Return every one of the following items unchanged, reproducing each line character for character.

● **Material provided**:
# # #

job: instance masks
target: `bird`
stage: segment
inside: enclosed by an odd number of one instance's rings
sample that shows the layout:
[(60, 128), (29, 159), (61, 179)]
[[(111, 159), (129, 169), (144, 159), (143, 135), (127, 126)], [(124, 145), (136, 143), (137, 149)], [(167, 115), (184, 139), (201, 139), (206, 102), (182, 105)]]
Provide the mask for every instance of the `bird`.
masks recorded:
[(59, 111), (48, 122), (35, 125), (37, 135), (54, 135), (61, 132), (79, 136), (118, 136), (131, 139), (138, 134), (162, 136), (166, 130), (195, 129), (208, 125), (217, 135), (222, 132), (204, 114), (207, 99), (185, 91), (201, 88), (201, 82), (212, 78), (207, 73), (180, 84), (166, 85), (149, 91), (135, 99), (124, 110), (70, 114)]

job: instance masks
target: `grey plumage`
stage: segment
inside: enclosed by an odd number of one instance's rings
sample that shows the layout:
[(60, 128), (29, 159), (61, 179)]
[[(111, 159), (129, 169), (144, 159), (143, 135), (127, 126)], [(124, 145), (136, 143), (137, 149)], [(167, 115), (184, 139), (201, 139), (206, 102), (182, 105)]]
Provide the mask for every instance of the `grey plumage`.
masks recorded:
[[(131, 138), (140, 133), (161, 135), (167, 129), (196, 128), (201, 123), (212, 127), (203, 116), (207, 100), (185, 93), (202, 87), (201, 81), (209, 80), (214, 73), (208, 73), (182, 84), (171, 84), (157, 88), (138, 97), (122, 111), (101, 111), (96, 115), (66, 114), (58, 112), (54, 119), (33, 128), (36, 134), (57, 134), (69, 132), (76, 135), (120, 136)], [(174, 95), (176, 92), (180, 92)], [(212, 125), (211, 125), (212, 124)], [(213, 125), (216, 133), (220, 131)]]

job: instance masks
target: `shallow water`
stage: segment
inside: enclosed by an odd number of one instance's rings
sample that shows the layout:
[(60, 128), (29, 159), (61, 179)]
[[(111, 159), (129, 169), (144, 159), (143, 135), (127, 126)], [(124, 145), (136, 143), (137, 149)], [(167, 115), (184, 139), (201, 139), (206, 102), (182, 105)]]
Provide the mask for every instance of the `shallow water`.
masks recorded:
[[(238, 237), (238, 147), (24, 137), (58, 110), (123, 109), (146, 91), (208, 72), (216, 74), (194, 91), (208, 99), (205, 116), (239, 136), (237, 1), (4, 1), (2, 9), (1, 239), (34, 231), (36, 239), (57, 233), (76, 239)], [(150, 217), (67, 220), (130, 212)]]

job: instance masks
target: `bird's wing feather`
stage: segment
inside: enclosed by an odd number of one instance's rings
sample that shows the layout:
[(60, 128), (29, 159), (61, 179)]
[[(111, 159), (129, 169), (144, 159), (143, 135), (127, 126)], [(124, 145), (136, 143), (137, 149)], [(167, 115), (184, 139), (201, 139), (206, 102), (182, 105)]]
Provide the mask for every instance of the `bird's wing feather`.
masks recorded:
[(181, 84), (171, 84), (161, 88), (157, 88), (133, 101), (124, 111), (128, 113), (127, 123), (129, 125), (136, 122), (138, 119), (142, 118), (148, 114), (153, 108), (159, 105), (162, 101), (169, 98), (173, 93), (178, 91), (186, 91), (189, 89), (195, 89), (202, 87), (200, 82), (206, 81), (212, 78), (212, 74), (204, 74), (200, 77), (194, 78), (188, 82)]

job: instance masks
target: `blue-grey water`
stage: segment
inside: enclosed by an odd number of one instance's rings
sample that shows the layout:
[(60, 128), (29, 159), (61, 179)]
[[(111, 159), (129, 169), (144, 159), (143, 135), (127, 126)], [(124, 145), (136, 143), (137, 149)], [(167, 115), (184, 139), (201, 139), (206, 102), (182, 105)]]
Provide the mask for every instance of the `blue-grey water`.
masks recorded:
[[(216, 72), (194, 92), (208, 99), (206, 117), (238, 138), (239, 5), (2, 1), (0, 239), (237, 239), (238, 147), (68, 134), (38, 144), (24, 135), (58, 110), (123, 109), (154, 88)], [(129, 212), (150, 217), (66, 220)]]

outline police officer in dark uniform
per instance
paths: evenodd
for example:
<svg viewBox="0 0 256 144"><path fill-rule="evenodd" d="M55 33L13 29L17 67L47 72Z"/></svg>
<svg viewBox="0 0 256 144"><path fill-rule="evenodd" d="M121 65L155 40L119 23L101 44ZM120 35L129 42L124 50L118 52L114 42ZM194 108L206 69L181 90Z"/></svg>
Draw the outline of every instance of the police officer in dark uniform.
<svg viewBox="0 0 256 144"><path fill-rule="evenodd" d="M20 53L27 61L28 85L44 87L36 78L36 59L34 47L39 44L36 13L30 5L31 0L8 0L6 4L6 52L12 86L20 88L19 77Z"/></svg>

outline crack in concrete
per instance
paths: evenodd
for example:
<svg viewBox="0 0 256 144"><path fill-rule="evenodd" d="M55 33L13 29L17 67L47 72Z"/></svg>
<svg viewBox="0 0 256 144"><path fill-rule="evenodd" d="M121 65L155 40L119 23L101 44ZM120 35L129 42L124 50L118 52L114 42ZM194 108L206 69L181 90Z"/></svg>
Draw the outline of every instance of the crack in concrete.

# # #

● **Exercise response**:
job: instance masks
target: `bird`
stage: segment
inside: enclosed by an odd number of one instance's rings
sample that shows the layout:
[(60, 128), (29, 159), (61, 179)]
[[(111, 159), (129, 169), (144, 159), (143, 135), (127, 126)], [(124, 145), (136, 143), (137, 149)], [(167, 115), (184, 139), (201, 139), (206, 102), (182, 105)]]
Provide the mask for every instance of the `bird`.
masks recorded:
[(59, 111), (48, 122), (35, 125), (37, 135), (54, 135), (61, 132), (79, 136), (118, 136), (131, 139), (138, 134), (162, 136), (166, 130), (195, 129), (208, 125), (217, 135), (222, 132), (204, 114), (207, 99), (185, 91), (201, 88), (201, 82), (212, 78), (207, 73), (180, 84), (166, 85), (149, 91), (135, 99), (124, 110), (70, 114)]

job: instance masks
target: `grey plumage`
stage: segment
inside: enclosed by an odd number of one instance's rings
sample that shows the layout:
[(60, 128), (29, 159), (61, 179)]
[[(111, 159), (129, 169), (144, 159), (143, 135), (127, 126)], [(124, 145), (136, 143), (137, 149)], [(167, 115), (184, 139), (201, 139), (206, 102), (182, 105)]]
Provide the mask for every instance of the `grey plumage`.
masks recorded:
[[(131, 138), (140, 133), (161, 135), (167, 129), (196, 128), (201, 123), (212, 127), (203, 116), (207, 100), (185, 93), (202, 87), (201, 81), (209, 80), (214, 73), (208, 73), (182, 84), (171, 84), (157, 88), (138, 97), (122, 111), (101, 111), (96, 115), (66, 114), (58, 112), (54, 119), (33, 128), (36, 134), (57, 134), (69, 132), (76, 135), (120, 136)], [(174, 95), (176, 92), (180, 92)], [(212, 125), (211, 125), (212, 124)], [(213, 125), (216, 133), (220, 131)]]

job: instance masks
target: `shallow water`
stage: segment
inside: enclosed by an odd number of one instance's rings
sample that shows the layout:
[(60, 128), (29, 159), (61, 179)]
[[(111, 159), (129, 169), (144, 159), (143, 135), (127, 126)], [(124, 145), (136, 143), (137, 149)], [(167, 115), (184, 139), (201, 139), (206, 102), (182, 105)]]
Provide the mask for every instance of the `shallow water`.
masks recorded:
[[(238, 237), (238, 147), (24, 137), (58, 110), (123, 109), (146, 91), (208, 72), (216, 74), (194, 91), (208, 99), (205, 116), (239, 136), (237, 1), (4, 1), (2, 9), (1, 239), (34, 231), (36, 239), (57, 233), (76, 239)], [(150, 217), (67, 220), (130, 212)]]

job: instance masks
target: `bird's wing feather`
stage: segment
inside: enclosed by an odd number of one instance's rings
sample that shows the layout:
[(60, 128), (29, 159), (61, 179)]
[[(111, 159), (129, 169), (144, 159), (143, 135), (127, 126)], [(124, 145), (136, 143), (137, 149)], [(167, 115), (184, 139), (201, 139), (206, 102), (182, 105)]]
Provide the mask for every instance of the `bird's wing feather`.
masks recorded:
[(181, 84), (171, 84), (161, 88), (157, 88), (133, 101), (124, 111), (128, 113), (127, 123), (129, 125), (136, 122), (138, 119), (142, 118), (148, 114), (153, 108), (159, 105), (162, 101), (169, 98), (173, 93), (178, 91), (186, 91), (189, 89), (195, 89), (202, 87), (200, 82), (206, 81), (212, 78), (212, 74), (204, 74), (200, 77), (194, 78), (188, 82)]

job: instance masks
target: `blue-grey water`
stage: segment
inside: enclosed by an odd number of one instance's rings
sample that shows the layout:
[(60, 128), (29, 159), (61, 179)]
[[(111, 159), (129, 169), (144, 159), (143, 135), (127, 126)], [(124, 145), (136, 143), (137, 149)], [(167, 115), (184, 139), (201, 139), (206, 102), (182, 105)]]
Provide the mask for every instance of the `blue-grey water`.
masks recorded:
[[(216, 72), (194, 92), (208, 99), (206, 117), (238, 138), (239, 5), (2, 1), (0, 239), (237, 239), (238, 147), (68, 134), (38, 144), (24, 135), (58, 110), (123, 109), (154, 88)], [(129, 212), (150, 217), (66, 220)]]

outline police officer in dark uniform
per instance
paths: evenodd
for example:
<svg viewBox="0 0 256 144"><path fill-rule="evenodd" d="M55 33L13 29L17 67L47 72Z"/></svg>
<svg viewBox="0 0 256 144"><path fill-rule="evenodd" d="M121 65L155 40L119 23L101 44ZM120 35L129 42L124 50L118 52L114 42ZM194 108L206 69L181 90Z"/></svg>
Draw the outline of every instance of the police officer in dark uniform.
<svg viewBox="0 0 256 144"><path fill-rule="evenodd" d="M20 53L27 61L28 85L44 87L36 78L36 59L34 47L39 44L36 13L30 5L31 0L8 0L6 4L6 52L12 86L20 88L19 77Z"/></svg>

outline crack in concrete
per instance
paths: evenodd
for example:
<svg viewBox="0 0 256 144"><path fill-rule="evenodd" d="M55 33L13 29L17 67L47 72Z"/></svg>
<svg viewBox="0 0 256 144"><path fill-rule="evenodd" d="M121 65L155 40L119 23L101 44ZM120 35L129 42L124 50L118 52L114 42ZM194 108L206 69L181 90Z"/></svg>
Draw the outline of every instance of the crack in concrete.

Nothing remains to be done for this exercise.